(Records from a dataset)
——

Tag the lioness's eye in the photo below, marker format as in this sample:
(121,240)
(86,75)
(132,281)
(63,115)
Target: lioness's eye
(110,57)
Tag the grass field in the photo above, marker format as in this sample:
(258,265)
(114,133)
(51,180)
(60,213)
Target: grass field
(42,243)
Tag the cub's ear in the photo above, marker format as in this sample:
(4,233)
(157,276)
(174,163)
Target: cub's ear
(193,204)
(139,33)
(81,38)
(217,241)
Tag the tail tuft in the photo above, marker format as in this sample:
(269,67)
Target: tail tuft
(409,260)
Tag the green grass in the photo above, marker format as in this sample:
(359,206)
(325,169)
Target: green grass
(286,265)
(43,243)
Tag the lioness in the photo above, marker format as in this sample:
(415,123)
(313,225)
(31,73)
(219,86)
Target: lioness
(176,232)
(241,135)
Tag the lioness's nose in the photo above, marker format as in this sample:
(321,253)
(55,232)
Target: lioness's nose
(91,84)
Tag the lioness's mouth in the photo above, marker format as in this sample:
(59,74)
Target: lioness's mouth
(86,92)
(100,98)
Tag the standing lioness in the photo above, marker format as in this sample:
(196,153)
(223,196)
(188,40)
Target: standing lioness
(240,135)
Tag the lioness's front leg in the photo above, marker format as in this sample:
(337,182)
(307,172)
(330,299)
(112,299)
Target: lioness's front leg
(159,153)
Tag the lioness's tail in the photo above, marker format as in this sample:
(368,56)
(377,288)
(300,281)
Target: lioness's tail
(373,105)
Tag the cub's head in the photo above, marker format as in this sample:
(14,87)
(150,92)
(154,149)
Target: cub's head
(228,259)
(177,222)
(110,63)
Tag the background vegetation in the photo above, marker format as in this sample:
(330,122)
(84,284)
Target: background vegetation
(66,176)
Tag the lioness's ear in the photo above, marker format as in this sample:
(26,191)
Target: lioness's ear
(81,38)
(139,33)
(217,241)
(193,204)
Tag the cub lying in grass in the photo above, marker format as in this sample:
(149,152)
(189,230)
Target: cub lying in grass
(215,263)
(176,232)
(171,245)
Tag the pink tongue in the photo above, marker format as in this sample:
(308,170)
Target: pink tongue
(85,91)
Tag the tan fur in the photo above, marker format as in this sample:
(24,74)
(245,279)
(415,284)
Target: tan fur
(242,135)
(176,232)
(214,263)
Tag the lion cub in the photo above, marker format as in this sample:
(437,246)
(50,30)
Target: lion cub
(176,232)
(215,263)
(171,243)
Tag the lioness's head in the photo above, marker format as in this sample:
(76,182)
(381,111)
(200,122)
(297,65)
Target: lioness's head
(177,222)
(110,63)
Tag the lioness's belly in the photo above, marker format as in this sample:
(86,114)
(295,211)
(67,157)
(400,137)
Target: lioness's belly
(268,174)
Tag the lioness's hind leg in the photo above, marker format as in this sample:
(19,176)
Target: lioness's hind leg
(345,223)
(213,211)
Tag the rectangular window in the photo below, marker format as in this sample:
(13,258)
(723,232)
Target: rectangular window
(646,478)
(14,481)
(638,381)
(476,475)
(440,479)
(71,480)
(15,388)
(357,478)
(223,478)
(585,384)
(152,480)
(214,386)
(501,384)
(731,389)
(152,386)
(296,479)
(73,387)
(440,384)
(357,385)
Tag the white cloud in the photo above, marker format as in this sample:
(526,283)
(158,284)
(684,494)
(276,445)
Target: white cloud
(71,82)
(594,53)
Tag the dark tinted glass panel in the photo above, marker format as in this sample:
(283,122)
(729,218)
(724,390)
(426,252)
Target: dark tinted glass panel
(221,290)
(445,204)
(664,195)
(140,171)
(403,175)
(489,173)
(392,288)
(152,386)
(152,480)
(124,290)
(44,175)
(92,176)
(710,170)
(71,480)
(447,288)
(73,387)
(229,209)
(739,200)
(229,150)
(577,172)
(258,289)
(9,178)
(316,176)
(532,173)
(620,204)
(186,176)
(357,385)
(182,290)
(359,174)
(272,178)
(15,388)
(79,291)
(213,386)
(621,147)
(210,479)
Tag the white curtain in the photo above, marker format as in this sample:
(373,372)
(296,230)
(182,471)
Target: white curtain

——

= EXERCISE OBJECTIVE =
Each record above should be restated word for word.

= WRITTEN RESPONSE =
Tag the lioness's eye in the photo below, marker format as in this sample:
(121,240)
(86,75)
(132,281)
(63,115)
Target: lioness's eye
(110,57)
Tag the grass field in the photo above, marker format as in this sample:
(258,265)
(114,133)
(51,180)
(60,213)
Target: grass field
(42,243)
Tag the cub's ear in the photo above, marker format as in this sample:
(4,233)
(157,276)
(174,163)
Target: cub's ear
(193,204)
(139,33)
(81,38)
(217,241)
Tag the tail tuft in the photo above, marker format as in this sample:
(269,67)
Target: tail tuft
(409,260)
Tag the green grass in the photo above, marker format as in this sample:
(359,206)
(325,169)
Target: green grass
(286,265)
(43,243)
Tag the lioness in the photo above, marker format as in this sample:
(415,123)
(313,225)
(31,73)
(219,86)
Target: lioness
(176,232)
(241,135)
Tag the lioness's nose in the photo above, marker format as in this sample:
(321,253)
(55,232)
Target: lioness's nose
(91,84)
Tag the lioness's mouth in the photo above, marker format as in this sample:
(59,74)
Target: lioness's mouth
(86,92)
(100,98)
Tag the standing lioness in the photo above, marker format as in this sample:
(196,153)
(223,196)
(188,40)
Target: standing lioness
(240,135)
Tag the lioness's front leg in the photo above, marker format as in this sample:
(337,182)
(307,172)
(330,299)
(112,299)
Target: lioness's front leg
(159,153)
Tag the lioness's tail in the photo above, marker format as in this sample:
(368,56)
(377,288)
(300,281)
Target: lioness's tail
(373,105)
Tag the cub's head in the photo above, marker format as in this sample:
(14,87)
(150,92)
(154,149)
Target: cub's head
(228,259)
(177,222)
(110,63)
Tag the background vegetation in the photo above, marker format as in this sample:
(330,122)
(84,284)
Target: background vegetation
(66,176)
Tag the lioness's ear in the photo above, marker format as in this sample:
(26,191)
Target: lioness's ear
(81,38)
(139,33)
(217,241)
(193,204)
Tag the cub lying in grass in the photo above, marker format as in this sample:
(149,152)
(189,230)
Target: cub lying in grass
(215,263)
(176,232)
(171,245)
Tag the pink tongue in the photo above, marker format as in this sample:
(308,170)
Target: pink tongue
(85,91)
Tag the tan fur in the photo above, marker format as in this sample:
(24,74)
(245,279)
(415,284)
Target: tan fur
(242,135)
(176,232)
(214,263)
Tag the lion cub in the photo above, marker format as in this sample:
(437,246)
(50,30)
Target: lion cub
(176,232)
(215,263)
(171,243)
Tag the lioness's head in the photo above, marker format as in this sample:
(76,182)
(381,111)
(200,122)
(297,65)
Target: lioness's head
(177,222)
(110,63)
Tag the lioness's belly in the photo above, marker format as in this sample:
(86,114)
(295,211)
(67,157)
(400,137)
Target: lioness's belly
(268,174)
Tag the lioness's hind leg in the photo above, marker format as in this sample:
(19,176)
Target: lioness's hind leg
(345,223)
(213,211)
Tag the rectangular window in the photo below, marker format as in this sample:
(13,258)
(723,232)
Target: rectangular window
(646,478)
(14,481)
(638,381)
(476,475)
(440,479)
(71,480)
(15,388)
(357,478)
(223,478)
(585,384)
(152,480)
(214,386)
(501,384)
(731,389)
(152,386)
(296,479)
(73,387)
(440,384)
(357,385)
Tag the white cloud in the photo above, marker format as in this sample:
(526,283)
(158,284)
(684,494)
(276,445)
Target: white cloud
(71,82)
(594,53)
Tag the dark tinted glass panel in the photo above, marker format as in this sample:
(283,122)
(729,218)
(724,390)
(426,252)
Target: dark tinted glass panel
(221,290)
(445,204)
(664,195)
(140,171)
(403,175)
(489,173)
(392,288)
(152,386)
(152,480)
(124,290)
(44,175)
(92,176)
(710,170)
(71,480)
(447,288)
(73,387)
(229,209)
(739,200)
(229,150)
(577,172)
(258,289)
(9,178)
(316,176)
(532,173)
(620,204)
(186,176)
(357,385)
(182,290)
(359,174)
(272,178)
(15,388)
(79,291)
(213,386)
(621,147)
(210,479)
Tag the white curtain in the photo above, marker format as in this sample:
(373,372)
(296,230)
(182,471)
Target: white curtain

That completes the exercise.